1. PAYMENTS. Unless otherwise agreed to by Aversion Technologies in writing, all amounts payable hereunder shall be due to Aversion Technologies within thirty (30) days of invoice date, time being of the essence. Late payments shall bear interest at the rate of 18% per annum or the highest rate permitted by law; whichever is less. All prices shown are net, and, in addition to the price of goods customer shall pay all expenses including taxes, insurance, freight, carriage, and warehousing.
2. TAXES AND PRICING. All prices quoted are subject to change without notice and are exclusive of taxes. Customer shall pay all taxes resulting from transactions, including without limitation excise, sales, or use taxes, customs duties or other tax.
*****
→ **What you are asked to do**
Extend the sales terms above on payments and taxes, picking up after their final sentence.

→ **Collected data**
*****
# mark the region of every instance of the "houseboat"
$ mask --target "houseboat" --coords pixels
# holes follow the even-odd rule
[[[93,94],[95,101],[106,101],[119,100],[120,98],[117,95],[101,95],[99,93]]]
*****
→ **Written reply**
3. SHIPMENT. (a) Scheduled shipment date is an estimate only. If Customer refuses shipment, then Aversion Technologies is authorized to have the goods transported and warehoused, at the Customer’s expense and risk, which act shall constitute shipment to Customer, in which event, Aversion Technologies may declare all amounts immediately due; (b) Aversion Technologies may make partial shipments hereunder and may invoice for each such partial shipment separately. Each partial shipment will be deemed to be a separate sale; however, delay in delivery of any partial shipment will not relieve Customer of its obligation to accept delivery of remaining shipments; (c) Aversion Technologies’ shipping weights will govern for each shipment or partial shipment. Should Customer dispute the shipping weight of any shipment or partial shipment, Customer will promptly notify Aversion Technologies in writing of the reasons for such dispute and provide to Aversion Technologies all necessary documentation to substantiate the difference.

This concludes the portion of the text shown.